(Task to complete) Rewrite the records below with "marker" changed to "pin" and everything else left as it is.

===== Input material =====

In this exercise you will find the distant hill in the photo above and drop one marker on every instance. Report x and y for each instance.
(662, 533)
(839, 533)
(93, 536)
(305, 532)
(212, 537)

=====

(Output below)
In this exercise you will find the distant hill in the photo above and drop one pin on every instance. Report x and y for each instance.
(662, 533)
(839, 533)
(93, 536)
(305, 532)
(212, 537)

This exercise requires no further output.